— RECORDS TO PROCESS —
# # # #

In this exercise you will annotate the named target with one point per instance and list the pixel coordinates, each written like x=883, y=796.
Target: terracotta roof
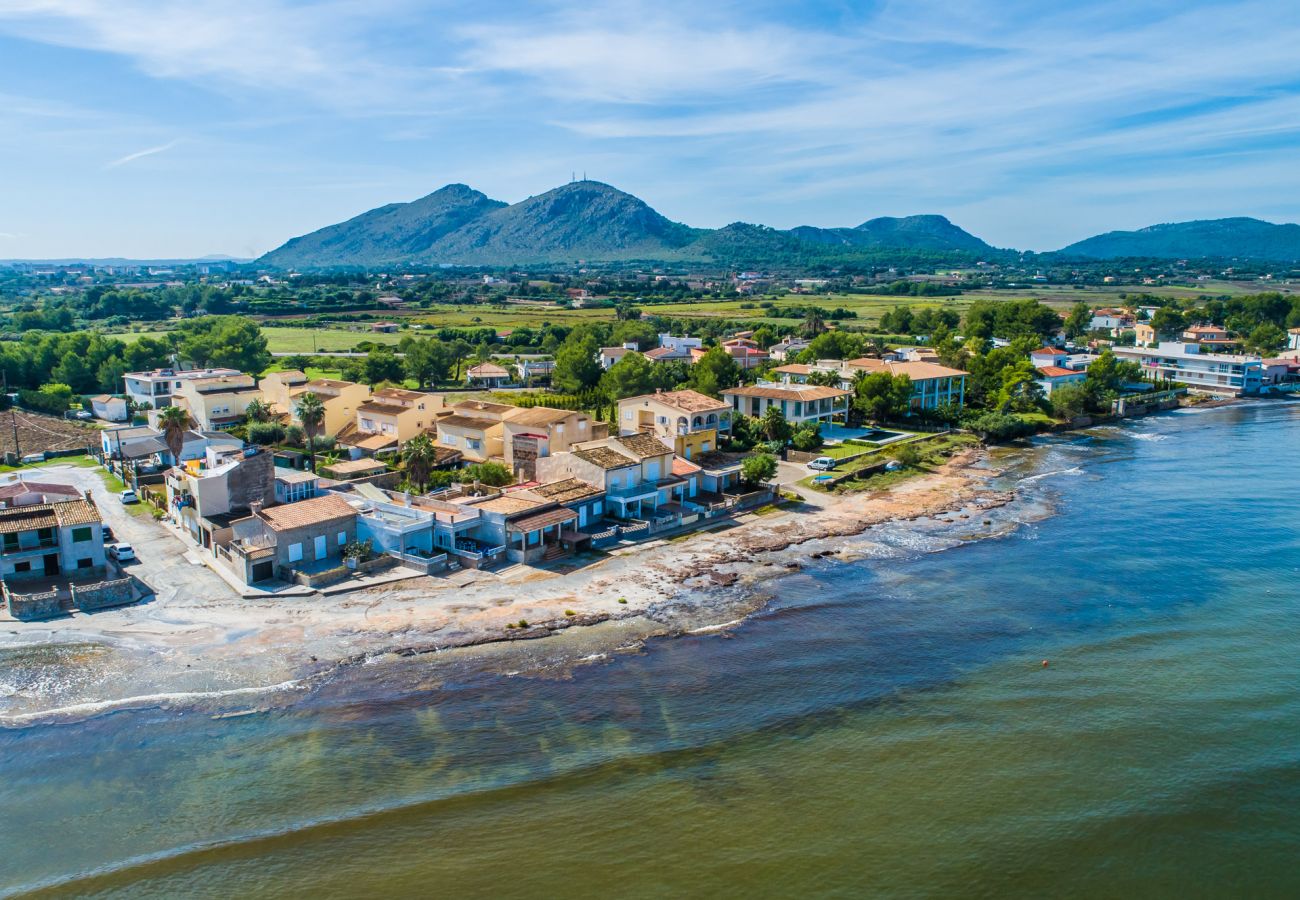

# # # #

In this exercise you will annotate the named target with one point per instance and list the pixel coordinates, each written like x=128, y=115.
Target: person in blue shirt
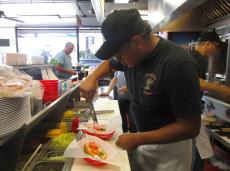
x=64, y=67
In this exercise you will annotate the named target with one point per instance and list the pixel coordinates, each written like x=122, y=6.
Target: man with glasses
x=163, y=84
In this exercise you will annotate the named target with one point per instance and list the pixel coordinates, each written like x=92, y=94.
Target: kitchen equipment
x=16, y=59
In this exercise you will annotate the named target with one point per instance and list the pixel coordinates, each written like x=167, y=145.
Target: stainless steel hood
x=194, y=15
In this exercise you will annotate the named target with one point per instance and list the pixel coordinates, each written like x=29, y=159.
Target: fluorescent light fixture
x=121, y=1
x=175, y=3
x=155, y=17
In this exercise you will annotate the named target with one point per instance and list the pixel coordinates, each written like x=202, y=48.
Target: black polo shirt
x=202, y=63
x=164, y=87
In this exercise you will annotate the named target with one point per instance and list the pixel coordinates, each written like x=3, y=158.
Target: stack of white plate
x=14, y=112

# # # #

— GOAL —
Copy out the rows word for word, starting at the line that contains "like x=29, y=159." and ending at the line that contains "x=14, y=112".

— RESPONSE TO THE TASK —
In this exercise you will annotate the named target with one point per instance and list the pixel coordinates, each written like x=29, y=159.
Target: fluorescent light fixture
x=121, y=1
x=175, y=3
x=155, y=17
In this exercise you will annotate the named target with one point per instance and list the pixel coordinates, each written like x=202, y=48.
Target: black polo shirt
x=202, y=63
x=164, y=87
In this exercise you will annotate the named target with one point per instance and list the pixel coordinates, each written like x=3, y=158.
Target: stack of white plate
x=14, y=112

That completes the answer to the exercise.